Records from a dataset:
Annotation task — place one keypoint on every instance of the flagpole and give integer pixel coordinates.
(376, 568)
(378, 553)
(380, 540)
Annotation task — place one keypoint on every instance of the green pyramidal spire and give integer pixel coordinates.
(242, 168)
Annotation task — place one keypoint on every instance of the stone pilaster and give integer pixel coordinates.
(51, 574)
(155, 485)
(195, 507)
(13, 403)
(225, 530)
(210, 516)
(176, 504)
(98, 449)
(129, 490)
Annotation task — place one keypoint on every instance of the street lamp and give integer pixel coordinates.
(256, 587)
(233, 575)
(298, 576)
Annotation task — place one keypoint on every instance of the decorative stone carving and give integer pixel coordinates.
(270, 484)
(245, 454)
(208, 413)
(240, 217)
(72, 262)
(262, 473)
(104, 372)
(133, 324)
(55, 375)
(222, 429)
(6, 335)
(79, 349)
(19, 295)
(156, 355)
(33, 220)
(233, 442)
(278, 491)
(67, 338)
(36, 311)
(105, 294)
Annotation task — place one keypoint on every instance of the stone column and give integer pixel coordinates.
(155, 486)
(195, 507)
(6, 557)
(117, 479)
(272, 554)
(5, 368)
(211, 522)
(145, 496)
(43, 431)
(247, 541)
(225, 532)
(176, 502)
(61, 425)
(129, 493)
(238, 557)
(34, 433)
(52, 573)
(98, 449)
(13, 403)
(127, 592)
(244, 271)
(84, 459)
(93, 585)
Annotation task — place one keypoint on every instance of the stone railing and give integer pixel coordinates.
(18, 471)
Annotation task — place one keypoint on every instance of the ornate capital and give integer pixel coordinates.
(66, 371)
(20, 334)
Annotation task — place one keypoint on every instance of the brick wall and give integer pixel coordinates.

• Written task
Edit the stretch of the listing from the line containing "railing and give integer pixel coordinates." through the end, changing "stone railing" to "stone balustrade" and keeping everything else the same.

• Written response
Annotation task — place one keypoint on every instance of the stone balustrade and give integer pixel coordinates.
(18, 471)
Annotation task — place one keypoint on every instance of the ornate capital and give integer pixel coordinates.
(66, 371)
(20, 334)
Annotation task — place one keypoint on every instance of the brick wall and give integer pixel coordinates.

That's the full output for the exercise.